→ **Given problem**: Gather every line in the records below that contains the string "query", and copy each one.

Stored dataset items
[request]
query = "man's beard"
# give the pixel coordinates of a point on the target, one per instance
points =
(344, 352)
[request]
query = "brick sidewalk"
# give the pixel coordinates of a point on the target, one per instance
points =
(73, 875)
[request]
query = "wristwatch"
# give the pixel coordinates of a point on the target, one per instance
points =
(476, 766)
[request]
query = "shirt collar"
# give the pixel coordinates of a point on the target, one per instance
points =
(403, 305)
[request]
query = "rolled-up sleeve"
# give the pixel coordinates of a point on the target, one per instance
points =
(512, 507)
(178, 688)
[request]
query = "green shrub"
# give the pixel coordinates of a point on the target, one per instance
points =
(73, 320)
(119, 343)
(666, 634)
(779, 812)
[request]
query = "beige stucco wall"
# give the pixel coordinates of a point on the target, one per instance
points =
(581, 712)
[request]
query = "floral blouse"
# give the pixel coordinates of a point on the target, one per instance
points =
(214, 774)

→ **Written solution**:
query = "man's beard"
query = "brick sidewalk"
query = "wristwatch"
query = "shirt collar"
query = "rolled-up sleeve"
query = "green shrub"
query = "beige stucco wall"
query = "floral blouse"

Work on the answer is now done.